[Object outline annotations]
---

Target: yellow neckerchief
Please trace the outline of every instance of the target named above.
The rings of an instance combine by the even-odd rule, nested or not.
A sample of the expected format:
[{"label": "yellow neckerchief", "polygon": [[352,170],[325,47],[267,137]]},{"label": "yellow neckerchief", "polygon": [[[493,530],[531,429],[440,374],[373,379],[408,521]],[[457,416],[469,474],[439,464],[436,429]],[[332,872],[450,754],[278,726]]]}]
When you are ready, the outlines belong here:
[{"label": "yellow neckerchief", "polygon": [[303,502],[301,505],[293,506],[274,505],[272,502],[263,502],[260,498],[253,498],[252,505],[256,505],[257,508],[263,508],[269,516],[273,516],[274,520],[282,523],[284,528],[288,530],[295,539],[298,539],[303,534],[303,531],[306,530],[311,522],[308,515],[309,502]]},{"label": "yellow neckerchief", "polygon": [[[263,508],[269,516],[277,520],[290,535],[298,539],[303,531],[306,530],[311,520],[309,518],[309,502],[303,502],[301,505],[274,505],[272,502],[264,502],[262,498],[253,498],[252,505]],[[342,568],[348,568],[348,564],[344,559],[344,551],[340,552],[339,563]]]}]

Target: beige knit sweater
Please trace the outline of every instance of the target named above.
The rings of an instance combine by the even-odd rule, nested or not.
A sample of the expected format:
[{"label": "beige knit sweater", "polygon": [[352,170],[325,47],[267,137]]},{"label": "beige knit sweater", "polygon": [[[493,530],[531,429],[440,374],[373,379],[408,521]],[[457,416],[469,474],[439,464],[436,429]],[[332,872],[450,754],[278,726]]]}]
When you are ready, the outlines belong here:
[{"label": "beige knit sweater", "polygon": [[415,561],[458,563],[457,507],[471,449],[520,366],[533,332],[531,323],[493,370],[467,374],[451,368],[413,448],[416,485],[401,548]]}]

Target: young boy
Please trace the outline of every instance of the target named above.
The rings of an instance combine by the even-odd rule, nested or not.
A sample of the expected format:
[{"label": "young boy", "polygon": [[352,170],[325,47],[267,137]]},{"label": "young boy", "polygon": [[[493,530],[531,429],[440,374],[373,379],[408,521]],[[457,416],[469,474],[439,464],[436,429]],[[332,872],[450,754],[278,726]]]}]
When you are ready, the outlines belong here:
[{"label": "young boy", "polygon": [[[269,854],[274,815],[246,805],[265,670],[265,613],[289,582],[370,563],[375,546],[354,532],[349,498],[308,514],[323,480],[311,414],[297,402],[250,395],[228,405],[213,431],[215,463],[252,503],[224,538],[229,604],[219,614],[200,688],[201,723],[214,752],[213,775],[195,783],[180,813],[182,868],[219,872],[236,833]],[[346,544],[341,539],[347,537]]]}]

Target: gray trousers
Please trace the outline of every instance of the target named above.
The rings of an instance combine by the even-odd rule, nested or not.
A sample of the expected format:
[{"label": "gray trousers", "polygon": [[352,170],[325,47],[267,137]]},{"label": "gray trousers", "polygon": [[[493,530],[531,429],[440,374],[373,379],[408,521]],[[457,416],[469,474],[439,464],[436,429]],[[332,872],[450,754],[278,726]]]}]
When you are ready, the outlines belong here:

---

Render every line of the items above as a Markdown table with two columns, Row and Line. Number each row and skip the blank lines.

• Solution to this exercise
| Row | Line |
|---|---|
| 1 | Target: yellow neckerchief |
| 2 | Please trace the outline of every instance of the target named above. |
| 3 | The rings of an instance combine by the even-odd rule, nested or not. |
| 4 | A sample of the expected format: |
| 5 | [{"label": "yellow neckerchief", "polygon": [[352,170],[325,47],[267,137]]},{"label": "yellow neckerchief", "polygon": [[[493,530],[531,429],[440,374],[373,379],[408,521]],[[457,416],[469,474],[439,464],[436,429]],[[332,872],[450,754],[278,726]]]}] |
| 6 | When you are ready, the outlines belong here: |
| 7 | [{"label": "yellow neckerchief", "polygon": [[303,502],[301,505],[293,506],[274,505],[272,502],[263,502],[260,498],[253,498],[252,505],[256,505],[257,508],[263,508],[269,516],[273,516],[274,520],[282,523],[284,528],[288,530],[295,539],[298,539],[303,534],[303,531],[306,530],[311,522],[308,515],[309,502]]},{"label": "yellow neckerchief", "polygon": [[[263,508],[269,516],[277,520],[290,535],[298,539],[303,531],[306,530],[311,520],[309,518],[309,502],[303,502],[301,505],[274,505],[272,502],[264,502],[262,498],[253,498],[252,505]],[[342,568],[348,568],[348,564],[344,559],[344,551],[340,552],[339,563]]]}] |
| 8 | Target: beige knit sweater |
| 9 | Please trace the outline of every instance of the target named above. |
| 10 | The rings of an instance combine by the even-odd rule, nested or not. |
| 11 | A sample of the expected format: |
| 12 | [{"label": "beige knit sweater", "polygon": [[352,170],[325,47],[267,137]]},{"label": "beige knit sweater", "polygon": [[[493,530],[531,429],[440,374],[373,379],[408,521]],[[457,416],[469,474],[439,464],[436,429]],[[332,872],[450,754],[278,726]]]}] |
| 13 | When you are ready, the outlines belong here: |
| 14 | [{"label": "beige knit sweater", "polygon": [[415,561],[458,563],[457,507],[471,449],[520,366],[533,332],[531,323],[493,370],[467,374],[451,368],[413,448],[416,485],[401,548]]}] |
| 15 | Target: young boy |
| 16 | Please trace the outline of every instance of the target named above. |
| 17 | The rings of an instance combine by the even-odd rule, nested or not. |
| 18 | A sample of the expected format: |
| 19 | [{"label": "young boy", "polygon": [[352,170],[325,47],[267,137]]},{"label": "young boy", "polygon": [[[493,530],[531,429],[440,374],[373,379],[408,521]],[[457,416],[469,474],[439,464],[436,429]],[[332,872],[450,754],[278,726]]]}] |
| 20 | When you are ready, the outlines belong here: |
| 21 | [{"label": "young boy", "polygon": [[[269,854],[274,815],[246,805],[265,670],[265,613],[289,582],[370,563],[375,546],[354,532],[349,498],[308,514],[323,480],[311,414],[297,402],[250,395],[228,405],[213,431],[215,463],[252,503],[224,538],[229,604],[219,614],[200,688],[201,723],[214,752],[213,775],[195,783],[180,813],[182,868],[219,872],[236,833]],[[346,544],[341,539],[347,537]]]}] |
| 22 | Target: gray trousers |
| 23 | Please trace the outline of every instance of the target named above. |
| 24 | The rings of an instance combine by the even-odd rule, nested or not. |
| 25 | A sample of the expected format: |
| 26 | [{"label": "gray trousers", "polygon": [[352,170],[325,47],[267,137]]},{"label": "gray trousers", "polygon": [[[493,530],[531,429],[440,374],[373,379],[408,521]],[[457,416],[469,474],[439,464],[436,429]],[[332,872],[450,754],[278,726]]]}] |
| 27 | When you are ready, the outlines belong here: |